─── Extrait du texte ───

Manuel Valls – «LA GAUCHE PRADA, C’EST MOI»

Paru dans le numéro 135 de Technikart 20/08/2009

C’est le bellâtre du PS qui porte des cols Mao, passe ses vacances chez les cocos de la mode et fait rien qu’à embêter ses petits camarades. Manuel Valls peut-il vous redonner envie de voter socialiste ? Pas sûr. Mais c’est justement ça, l’idée…

MANUEL VALLS, VOUS ÊTES DÉPUTÉ-MAIRE D’EVRY, CANDIDAT À LA PROCHAINE PRÉSIDENTIELLE ET INVENTEUR D’UNE SORTE D’«AFTERSOCIALISME» QUI CHERCHE ENCORE SA VOIE. QU’EST-CE QUI VOUS ARRIVE ?

Je suis candidat à la présidence de la République pour témoigner d’une urgence politique à gauche : le parti socialiste peut radicalement changer et se renouveler si nous organisons rapidement des élections primaires, sur le mode du parti démocrate américain, pour désigner notre candidat face à Sarkozy. C’est l’occasion ou jamais d’un vaste mouvement populaire et d’une dynamique électorale qui peut modifier beaucoup de choses dans ce pays.

OK, MAIS POURQUOI VOULOIR CHANGER LE NOM DU PS ALORS QUE VOUS VENEZ VOUS-MÊME DE CRÉER UN MOUVEMENT AVEC UN TITRE À DORMIR DEBOUT. ÇA VEUT DIRE QUOI «A GAUCHE, BESOIN D’OPTIMISME» ?
Je pense qu’on a besoin d’optimisme dans ce parti. Avec la gauche, on a l’impression que tout est négatif, qu’on est toujours contre. On ne porte pas les espoirs de ceux qui veulent voir les choses bouger. Et j’affirme que l’un des rôles de la gauche, c’est de donner envie. Aujourd’hui, le problème des gens de gauche, c’est qu’il ne sont franchement pas sexy…
C’EST SÛR: VOUS-MÊME, VOUS ÉTIEZ EN VACANCES EN TOSCANE CET ÉTÉ. QU’EST-CE QUI VOUS BRANCHE LÀ-BAS: LE CHIANTI OU LA GAUCHE PRADA ?

───

▶ _Objectif de l'exercice_
Reprenez l'entretien avec Manuel Valls juste après la dernière question posée et poursuivez-le.

─── Jeu de données ───

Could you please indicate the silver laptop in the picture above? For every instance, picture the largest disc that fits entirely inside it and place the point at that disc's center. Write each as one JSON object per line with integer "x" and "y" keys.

───

▶ _Réponse attendue_
Si vous voulez parler de cette gauche italienne, parfois proche des milieux de la mode alors qu’elle vient du parti communiste, incontestablement la gauche Prada. En Toscane, les logements sociaux sont, par exemple, de grande qualité et la marque des anciens communistes. Le parti démocrate, qui regroupe beaucoup d’entre eux, va désigner dans les prochaines semaines son candidat contre Berlusconi au cours de primaires ouvertes à tous les militants et sympathisants de la gauche italienne. C’est une gauche moderne, la gauche Prada : en phase avec le monde actuel et débarrassée de ce vieux « surmoi marxiste » qui paralyse les socialistes français.
CE TYPE DE PRIMAIRES À L’AMÉRICAINE, OUVERTES À TOUS LES SYMPATHISANTS, CE SERAIT POUR VOUS UN BON MOYEN DE CONTOURNER LA DIRECTION ACTUELLE DU PS ?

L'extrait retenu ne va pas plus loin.